### [Source document]
* * * *

As part of his recipe for reform, Lord Darzi says the government must “re-engage staff and re-empower patients” and must “lock in the shift of care closer to home”. Furthermore, there is a need to drive productivity in hospitals through re-engaging staff, getting people out of hospital when they no longer need to be there and investing in buildings and equipment.
In his speech on Thursday, Sir Keir will point the finger of blame for the current state of the NHS at the Tories, saying it is “unforgivable”. He will say: “People have every right to be angry. It’s not just because the NHS is so personal to all of us – it’s because some of these failings are life and death. Take the waiting times in A&E. That’s not just a source of fear and anxiety – it’s leading to avoidable deaths. People’s loved ones who could have been saved. Doctors and nurses whose whole vocation is to save them – hampered from doing so. It’s devastating.”

* * * *

[Stored data entries]
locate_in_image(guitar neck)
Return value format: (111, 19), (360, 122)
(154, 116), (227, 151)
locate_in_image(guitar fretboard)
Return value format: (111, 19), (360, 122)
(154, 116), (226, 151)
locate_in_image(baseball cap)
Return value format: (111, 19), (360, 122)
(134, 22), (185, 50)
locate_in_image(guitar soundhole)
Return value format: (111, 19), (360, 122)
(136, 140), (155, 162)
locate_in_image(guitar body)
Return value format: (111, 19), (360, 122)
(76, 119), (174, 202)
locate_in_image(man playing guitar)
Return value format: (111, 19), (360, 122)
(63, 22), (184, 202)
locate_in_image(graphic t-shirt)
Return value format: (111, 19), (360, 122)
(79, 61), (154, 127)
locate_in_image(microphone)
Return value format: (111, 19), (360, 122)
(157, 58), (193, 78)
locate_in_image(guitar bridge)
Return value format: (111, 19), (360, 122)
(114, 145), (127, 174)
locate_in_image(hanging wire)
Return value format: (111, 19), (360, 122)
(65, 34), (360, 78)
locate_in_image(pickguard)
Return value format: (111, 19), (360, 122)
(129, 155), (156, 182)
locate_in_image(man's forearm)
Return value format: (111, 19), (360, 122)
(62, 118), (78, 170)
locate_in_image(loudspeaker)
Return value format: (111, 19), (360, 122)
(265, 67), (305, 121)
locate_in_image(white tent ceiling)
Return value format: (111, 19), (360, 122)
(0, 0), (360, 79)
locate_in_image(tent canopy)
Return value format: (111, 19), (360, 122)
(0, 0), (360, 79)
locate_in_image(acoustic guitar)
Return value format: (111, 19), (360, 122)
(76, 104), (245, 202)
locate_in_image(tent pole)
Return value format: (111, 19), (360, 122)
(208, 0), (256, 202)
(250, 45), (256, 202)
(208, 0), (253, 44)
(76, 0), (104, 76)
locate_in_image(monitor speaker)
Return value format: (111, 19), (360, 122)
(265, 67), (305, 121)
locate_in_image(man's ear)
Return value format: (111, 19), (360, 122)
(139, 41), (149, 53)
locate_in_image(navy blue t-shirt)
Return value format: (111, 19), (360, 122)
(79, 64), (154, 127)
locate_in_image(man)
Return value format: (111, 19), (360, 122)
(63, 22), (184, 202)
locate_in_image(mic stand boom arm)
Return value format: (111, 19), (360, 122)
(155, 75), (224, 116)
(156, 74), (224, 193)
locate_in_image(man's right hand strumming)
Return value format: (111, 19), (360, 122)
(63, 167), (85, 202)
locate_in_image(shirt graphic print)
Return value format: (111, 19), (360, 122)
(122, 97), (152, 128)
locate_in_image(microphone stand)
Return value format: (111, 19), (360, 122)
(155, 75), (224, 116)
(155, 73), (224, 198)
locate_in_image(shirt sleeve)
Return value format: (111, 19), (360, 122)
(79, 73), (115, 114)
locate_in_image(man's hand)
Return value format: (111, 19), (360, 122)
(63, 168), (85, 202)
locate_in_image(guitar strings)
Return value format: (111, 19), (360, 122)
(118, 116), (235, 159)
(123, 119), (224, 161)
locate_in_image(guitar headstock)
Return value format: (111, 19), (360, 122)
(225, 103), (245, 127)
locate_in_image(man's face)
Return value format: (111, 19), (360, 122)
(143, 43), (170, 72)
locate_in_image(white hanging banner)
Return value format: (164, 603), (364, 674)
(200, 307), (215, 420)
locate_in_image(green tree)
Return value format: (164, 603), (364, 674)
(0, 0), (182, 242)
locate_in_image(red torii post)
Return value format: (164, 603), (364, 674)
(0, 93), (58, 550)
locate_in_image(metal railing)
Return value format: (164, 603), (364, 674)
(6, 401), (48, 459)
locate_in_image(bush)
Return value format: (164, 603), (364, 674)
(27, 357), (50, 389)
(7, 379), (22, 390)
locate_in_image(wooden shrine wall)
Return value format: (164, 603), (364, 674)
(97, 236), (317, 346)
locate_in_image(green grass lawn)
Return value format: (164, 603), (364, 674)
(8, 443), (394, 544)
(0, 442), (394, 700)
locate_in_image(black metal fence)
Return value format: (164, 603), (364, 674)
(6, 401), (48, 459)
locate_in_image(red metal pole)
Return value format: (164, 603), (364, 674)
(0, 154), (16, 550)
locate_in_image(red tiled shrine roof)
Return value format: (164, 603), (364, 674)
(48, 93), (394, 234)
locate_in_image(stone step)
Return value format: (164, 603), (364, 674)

* * * *

### [Required actions]
(A) List the means the NHS passage gives for driving productivity in hospitals.
(B) Return the NHS passage word for word from "As part of his" to "buildings and equipment.".
(C) Resume the NHS passage after its final sentence.

### [Answers to each task]
(A)
- Re-engaging staff
- Getting people out of hospital when they no longer need to be there
- Investing in buildings and equipment

(B)
As part of his recipe for reform, Lord Darzi says the government must “re-engage staff and re-empower patients” and must “lock in the shift of care closer to home”. Furthermore, there is a need to drive productivity in hospitals through re-engaging staff, getting people out of hospital when they no longer need to be there and investing in buildings and equipment.

(C)
Addressing the number of people out of work, Sir Keir will add: “There are 2.8 million people economically inactive due to long-term sickness, and more than half of those on the current waiting lists for inpatient treatment are working-age adults. Getting people back to health and work will not only reduce the costs on the NHS, it will drive economic growth – in turn creating more tax receipts to fund public services.”